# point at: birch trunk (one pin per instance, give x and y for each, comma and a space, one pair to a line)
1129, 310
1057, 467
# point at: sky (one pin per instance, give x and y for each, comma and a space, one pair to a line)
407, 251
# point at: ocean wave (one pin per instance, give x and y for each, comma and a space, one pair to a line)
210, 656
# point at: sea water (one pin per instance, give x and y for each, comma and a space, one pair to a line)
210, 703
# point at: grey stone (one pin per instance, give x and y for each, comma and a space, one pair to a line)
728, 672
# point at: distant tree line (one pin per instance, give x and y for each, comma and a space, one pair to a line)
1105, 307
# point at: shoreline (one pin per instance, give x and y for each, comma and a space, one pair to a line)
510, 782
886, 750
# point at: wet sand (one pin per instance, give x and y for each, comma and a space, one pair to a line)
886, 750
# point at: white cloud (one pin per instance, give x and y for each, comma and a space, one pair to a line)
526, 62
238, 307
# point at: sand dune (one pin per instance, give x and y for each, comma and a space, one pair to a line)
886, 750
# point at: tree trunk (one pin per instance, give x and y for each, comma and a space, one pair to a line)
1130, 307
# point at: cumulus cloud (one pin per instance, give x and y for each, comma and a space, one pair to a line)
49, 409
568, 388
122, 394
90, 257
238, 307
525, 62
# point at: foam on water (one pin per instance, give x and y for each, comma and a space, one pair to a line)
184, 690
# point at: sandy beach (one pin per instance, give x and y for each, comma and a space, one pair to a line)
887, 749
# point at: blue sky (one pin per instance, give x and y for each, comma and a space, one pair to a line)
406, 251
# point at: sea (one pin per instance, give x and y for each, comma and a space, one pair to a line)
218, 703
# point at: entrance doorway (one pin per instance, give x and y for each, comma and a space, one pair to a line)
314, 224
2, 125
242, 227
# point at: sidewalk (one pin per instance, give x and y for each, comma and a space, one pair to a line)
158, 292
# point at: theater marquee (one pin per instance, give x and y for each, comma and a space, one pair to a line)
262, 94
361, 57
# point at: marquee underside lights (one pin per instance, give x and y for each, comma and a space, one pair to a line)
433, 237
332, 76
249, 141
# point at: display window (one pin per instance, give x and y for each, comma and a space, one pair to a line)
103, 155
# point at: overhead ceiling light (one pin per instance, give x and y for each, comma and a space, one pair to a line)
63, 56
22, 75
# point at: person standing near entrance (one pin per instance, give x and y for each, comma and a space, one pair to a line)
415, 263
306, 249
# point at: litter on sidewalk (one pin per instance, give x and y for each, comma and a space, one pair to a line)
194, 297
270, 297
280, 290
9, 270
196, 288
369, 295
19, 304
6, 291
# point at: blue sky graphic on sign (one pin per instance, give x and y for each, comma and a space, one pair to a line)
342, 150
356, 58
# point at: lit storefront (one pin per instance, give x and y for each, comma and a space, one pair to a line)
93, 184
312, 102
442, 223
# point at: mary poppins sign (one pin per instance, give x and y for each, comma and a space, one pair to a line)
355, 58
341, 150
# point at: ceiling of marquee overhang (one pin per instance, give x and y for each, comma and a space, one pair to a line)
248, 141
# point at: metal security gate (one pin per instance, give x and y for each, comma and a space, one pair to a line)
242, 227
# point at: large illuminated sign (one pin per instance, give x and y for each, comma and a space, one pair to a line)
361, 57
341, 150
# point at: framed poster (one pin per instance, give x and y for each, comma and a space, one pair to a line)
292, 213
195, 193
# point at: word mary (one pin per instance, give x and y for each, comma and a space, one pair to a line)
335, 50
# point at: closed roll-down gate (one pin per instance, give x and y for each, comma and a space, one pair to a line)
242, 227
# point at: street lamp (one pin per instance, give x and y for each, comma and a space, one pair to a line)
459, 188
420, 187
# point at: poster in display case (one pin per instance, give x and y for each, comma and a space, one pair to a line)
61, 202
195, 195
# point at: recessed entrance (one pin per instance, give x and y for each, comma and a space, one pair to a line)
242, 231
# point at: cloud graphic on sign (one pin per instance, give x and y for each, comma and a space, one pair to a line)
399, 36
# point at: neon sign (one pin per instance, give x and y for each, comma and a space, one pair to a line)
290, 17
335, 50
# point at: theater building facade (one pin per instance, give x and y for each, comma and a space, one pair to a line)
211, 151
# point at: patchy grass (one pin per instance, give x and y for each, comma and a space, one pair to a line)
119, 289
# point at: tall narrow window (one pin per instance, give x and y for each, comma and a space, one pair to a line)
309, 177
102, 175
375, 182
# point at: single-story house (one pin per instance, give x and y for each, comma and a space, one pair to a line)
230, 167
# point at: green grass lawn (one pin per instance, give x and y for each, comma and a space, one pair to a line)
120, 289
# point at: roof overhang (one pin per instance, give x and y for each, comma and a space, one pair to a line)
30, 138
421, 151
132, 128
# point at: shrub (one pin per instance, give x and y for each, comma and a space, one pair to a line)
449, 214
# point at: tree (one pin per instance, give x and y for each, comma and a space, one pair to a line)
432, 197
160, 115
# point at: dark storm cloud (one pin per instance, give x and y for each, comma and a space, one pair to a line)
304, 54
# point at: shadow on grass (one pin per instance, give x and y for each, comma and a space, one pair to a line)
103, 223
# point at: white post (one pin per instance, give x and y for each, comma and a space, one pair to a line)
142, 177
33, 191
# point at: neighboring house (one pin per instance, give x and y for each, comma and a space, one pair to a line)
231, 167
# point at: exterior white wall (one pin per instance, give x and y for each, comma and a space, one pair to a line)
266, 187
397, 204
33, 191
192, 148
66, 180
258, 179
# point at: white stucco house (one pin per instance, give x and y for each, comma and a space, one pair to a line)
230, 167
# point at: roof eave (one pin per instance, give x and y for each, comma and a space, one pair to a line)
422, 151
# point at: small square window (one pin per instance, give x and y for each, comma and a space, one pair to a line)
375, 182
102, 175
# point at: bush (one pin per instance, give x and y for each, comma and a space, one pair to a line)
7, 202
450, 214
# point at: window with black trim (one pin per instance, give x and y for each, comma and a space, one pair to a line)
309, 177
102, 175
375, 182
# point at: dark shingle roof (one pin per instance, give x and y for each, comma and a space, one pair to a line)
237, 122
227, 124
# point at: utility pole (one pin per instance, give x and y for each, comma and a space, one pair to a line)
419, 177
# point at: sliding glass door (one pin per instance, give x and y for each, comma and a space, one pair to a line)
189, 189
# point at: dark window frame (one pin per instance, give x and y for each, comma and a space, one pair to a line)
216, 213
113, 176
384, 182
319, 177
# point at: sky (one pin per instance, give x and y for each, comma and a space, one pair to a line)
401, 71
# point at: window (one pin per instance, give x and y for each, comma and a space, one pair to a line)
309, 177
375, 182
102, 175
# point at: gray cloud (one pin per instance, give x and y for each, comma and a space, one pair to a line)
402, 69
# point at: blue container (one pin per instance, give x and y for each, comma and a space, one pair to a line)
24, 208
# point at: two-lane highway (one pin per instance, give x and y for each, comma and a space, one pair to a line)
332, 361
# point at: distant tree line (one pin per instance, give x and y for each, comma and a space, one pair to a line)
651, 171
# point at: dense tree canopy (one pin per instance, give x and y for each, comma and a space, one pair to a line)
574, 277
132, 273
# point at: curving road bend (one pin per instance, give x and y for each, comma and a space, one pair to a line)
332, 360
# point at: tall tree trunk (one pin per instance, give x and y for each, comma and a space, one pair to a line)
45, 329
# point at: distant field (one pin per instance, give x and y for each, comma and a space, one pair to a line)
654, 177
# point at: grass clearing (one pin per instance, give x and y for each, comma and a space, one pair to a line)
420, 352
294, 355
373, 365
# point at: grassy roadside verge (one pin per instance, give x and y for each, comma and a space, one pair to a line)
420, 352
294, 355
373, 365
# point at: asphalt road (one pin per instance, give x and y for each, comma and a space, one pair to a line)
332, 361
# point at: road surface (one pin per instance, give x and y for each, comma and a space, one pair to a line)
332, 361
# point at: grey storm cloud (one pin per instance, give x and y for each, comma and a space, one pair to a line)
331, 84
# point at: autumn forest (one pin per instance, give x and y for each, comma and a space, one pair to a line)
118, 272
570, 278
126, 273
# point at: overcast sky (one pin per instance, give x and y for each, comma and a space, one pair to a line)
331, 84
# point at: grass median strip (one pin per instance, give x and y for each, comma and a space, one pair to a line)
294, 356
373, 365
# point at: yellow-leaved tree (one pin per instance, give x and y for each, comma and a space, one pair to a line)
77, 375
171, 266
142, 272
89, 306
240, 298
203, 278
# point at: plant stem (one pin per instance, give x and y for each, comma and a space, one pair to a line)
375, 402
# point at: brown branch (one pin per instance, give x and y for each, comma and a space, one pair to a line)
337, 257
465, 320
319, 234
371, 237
• • • •
- **EJERCICIO**: Reescriba el tramo que va desde la línea que contiene "# point at: distant field" hasta el final del material, con todas sus líneas e indicaciones. Sume -132 a cada número de las coordenadas.

- **PROBLEMA RESUELTO**:
# point at: distant field (one pin per instance, give x and y for each, comma and a space, one pair to a line)
522, 45
# point at: grass clearing (one pin per instance, give x and y for each, comma and a space, one pair to a line)
288, 220
162, 223
241, 233
# point at: grassy roadside verge (one pin per instance, give x and y for each, comma and a space, one pair to a line)
288, 220
162, 223
241, 233
# point at: asphalt road (one pin per instance, give x and y for each, comma and a space, one pair to a line)
200, 229
# point at: road surface (one pin per instance, give x and y for each, comma and a space, one pair to a line)
200, 229
# point at: grey storm cloud (one pin per instance, give x and y for each, comma and a space, one pair to a line)
199, -48
# point at: autumn forest (one pin per instance, give x and y for each, comma and a space, one pair to a line)
-14, 140
438, 146
-6, 141
# point at: overcast sky (one pin per instance, give x and y for each, comma and a space, one pair to a line)
199, -48
# point at: grass median strip (one pin per instance, give x and y for each, comma and a space, one pair to a line)
162, 224
241, 233
# point at: yellow-leaved tree (one pin per instance, give x and y for each, comma and a space, one pair to a line)
-55, 243
39, 134
10, 140
-43, 174
108, 166
71, 146
# point at: plant stem (one pin per instance, give x and y for each, comma and a space, one pair to a line)
243, 270
# point at: brown branch (one pin per instance, give x and y for each, comma and a space, one pair to a line)
205, 125
333, 188
187, 102
239, 105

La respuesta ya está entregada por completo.